_What is needed_
Please pick out every line in the records below that contains the word "onion" and copy each one. Matching is case-sensitive.

Stored entries:
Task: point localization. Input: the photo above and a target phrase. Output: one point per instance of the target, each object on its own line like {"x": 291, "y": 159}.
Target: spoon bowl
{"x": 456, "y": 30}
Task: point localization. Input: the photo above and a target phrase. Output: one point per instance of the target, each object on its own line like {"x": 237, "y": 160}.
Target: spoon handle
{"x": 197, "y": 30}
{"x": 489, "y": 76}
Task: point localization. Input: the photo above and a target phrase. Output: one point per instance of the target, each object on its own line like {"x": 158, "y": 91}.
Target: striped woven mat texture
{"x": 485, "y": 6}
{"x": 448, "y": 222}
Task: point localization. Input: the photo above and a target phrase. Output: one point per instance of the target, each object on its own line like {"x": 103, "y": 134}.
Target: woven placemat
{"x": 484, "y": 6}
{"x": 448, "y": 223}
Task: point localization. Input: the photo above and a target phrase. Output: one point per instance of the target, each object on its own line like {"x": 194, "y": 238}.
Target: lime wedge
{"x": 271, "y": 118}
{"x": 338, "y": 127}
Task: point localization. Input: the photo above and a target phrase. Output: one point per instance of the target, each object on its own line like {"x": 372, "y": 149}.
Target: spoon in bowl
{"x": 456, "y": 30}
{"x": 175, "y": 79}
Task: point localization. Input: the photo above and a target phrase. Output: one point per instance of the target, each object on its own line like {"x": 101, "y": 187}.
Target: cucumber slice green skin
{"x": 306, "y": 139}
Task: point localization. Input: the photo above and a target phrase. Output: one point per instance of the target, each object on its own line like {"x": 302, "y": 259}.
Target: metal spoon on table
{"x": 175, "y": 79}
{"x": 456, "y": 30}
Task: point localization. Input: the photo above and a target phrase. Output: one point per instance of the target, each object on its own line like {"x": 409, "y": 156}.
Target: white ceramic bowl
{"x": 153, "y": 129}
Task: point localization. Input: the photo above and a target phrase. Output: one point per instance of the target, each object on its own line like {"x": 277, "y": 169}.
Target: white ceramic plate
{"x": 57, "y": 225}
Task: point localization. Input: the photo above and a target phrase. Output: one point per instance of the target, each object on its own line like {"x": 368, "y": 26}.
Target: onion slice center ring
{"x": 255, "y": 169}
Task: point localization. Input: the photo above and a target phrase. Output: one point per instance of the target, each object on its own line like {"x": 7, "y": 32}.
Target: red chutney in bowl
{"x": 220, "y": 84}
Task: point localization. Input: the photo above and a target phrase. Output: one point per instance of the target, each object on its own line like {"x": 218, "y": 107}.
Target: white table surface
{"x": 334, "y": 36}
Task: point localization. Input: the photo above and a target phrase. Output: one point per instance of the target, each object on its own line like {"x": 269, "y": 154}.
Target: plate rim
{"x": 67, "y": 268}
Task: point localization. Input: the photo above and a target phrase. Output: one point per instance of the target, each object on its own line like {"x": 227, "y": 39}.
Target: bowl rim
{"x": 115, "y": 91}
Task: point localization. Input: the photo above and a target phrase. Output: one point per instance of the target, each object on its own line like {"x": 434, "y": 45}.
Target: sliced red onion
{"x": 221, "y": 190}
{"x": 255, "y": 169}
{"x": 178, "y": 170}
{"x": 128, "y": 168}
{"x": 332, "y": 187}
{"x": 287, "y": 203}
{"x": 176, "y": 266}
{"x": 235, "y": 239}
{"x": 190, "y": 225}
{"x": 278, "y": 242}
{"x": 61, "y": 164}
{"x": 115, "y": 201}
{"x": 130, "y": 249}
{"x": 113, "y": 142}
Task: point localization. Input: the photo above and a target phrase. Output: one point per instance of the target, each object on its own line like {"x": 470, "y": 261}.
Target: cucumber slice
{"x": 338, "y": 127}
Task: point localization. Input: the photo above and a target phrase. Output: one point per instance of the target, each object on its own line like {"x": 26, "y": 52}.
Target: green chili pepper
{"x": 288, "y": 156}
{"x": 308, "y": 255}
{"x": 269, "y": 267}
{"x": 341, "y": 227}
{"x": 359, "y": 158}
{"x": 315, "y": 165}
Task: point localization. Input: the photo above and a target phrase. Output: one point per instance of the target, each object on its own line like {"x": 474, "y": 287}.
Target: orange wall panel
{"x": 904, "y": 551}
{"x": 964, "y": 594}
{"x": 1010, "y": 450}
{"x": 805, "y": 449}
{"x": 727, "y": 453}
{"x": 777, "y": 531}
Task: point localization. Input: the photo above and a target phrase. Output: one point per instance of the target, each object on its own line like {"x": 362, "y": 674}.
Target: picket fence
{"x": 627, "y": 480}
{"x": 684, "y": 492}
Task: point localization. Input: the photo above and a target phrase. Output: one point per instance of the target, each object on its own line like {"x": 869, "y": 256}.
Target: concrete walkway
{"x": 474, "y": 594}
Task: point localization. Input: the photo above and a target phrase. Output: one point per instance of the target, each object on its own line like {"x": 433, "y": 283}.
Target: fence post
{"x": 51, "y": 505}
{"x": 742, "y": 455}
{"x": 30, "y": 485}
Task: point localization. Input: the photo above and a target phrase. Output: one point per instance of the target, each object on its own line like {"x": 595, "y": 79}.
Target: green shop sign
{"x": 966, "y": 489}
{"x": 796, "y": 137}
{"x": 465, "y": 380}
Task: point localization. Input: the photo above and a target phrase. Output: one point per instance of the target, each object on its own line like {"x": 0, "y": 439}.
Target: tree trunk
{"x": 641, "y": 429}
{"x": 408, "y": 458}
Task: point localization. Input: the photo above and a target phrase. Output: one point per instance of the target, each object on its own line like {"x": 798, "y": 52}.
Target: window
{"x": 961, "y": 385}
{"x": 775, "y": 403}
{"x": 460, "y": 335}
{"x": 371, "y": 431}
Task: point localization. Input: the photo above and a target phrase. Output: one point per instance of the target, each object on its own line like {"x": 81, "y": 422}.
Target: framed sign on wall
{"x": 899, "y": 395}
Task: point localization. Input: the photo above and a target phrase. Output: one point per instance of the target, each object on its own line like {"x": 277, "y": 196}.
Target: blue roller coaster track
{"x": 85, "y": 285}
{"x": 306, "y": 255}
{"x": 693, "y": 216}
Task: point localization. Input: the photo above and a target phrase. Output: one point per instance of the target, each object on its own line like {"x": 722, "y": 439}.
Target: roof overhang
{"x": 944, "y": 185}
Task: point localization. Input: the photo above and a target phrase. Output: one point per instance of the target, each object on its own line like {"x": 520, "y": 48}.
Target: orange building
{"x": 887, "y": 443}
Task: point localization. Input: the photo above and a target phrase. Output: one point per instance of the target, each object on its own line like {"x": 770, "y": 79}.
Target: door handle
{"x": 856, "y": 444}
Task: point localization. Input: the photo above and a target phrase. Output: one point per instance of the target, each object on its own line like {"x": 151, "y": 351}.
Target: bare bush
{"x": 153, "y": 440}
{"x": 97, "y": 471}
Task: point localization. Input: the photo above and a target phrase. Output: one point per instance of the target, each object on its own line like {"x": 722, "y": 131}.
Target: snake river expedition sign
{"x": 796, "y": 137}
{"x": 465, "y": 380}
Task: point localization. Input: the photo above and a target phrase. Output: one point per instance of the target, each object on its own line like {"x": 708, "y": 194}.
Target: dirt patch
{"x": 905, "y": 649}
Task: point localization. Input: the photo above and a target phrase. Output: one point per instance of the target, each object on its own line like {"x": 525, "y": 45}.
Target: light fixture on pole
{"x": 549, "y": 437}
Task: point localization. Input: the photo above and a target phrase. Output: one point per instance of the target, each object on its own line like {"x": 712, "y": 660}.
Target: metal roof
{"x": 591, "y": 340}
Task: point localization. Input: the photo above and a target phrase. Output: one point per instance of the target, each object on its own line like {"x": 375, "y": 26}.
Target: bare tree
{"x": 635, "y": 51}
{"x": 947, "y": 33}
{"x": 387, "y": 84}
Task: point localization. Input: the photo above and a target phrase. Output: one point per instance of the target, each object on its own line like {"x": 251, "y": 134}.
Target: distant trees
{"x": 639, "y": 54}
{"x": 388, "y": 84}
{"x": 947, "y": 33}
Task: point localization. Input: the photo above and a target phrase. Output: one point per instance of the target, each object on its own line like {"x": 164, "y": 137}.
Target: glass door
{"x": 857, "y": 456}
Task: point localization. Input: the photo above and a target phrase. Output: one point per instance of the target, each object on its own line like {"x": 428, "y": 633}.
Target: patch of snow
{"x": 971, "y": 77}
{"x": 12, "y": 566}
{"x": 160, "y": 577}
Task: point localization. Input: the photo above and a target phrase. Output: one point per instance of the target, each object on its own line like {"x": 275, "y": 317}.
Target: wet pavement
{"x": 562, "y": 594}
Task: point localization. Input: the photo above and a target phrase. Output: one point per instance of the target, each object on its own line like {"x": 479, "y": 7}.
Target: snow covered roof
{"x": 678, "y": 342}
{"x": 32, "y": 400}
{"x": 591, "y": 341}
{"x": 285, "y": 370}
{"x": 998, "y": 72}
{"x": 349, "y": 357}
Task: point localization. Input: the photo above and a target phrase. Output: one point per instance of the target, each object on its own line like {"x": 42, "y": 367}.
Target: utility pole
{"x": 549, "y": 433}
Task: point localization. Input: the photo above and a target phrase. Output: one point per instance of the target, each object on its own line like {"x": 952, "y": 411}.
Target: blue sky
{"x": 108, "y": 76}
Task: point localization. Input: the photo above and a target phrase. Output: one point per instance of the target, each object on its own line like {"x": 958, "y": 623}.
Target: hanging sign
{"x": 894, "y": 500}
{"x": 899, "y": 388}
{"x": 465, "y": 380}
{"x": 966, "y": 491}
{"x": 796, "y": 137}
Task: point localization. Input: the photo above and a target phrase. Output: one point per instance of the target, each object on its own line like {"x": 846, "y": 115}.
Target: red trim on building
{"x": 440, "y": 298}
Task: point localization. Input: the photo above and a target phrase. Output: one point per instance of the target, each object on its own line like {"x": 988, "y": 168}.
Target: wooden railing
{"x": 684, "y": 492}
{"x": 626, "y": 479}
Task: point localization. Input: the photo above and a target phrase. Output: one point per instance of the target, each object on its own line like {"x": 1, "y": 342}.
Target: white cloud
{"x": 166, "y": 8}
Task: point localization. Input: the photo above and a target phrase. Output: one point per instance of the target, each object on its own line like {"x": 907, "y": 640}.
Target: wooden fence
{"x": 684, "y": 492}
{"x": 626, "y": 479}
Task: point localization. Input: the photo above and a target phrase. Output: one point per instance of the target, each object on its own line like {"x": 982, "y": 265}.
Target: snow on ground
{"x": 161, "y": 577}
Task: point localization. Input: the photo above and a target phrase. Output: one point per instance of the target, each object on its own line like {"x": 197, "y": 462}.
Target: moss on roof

_Written answer_
Target: onion slice center ring
Target: sliced red onion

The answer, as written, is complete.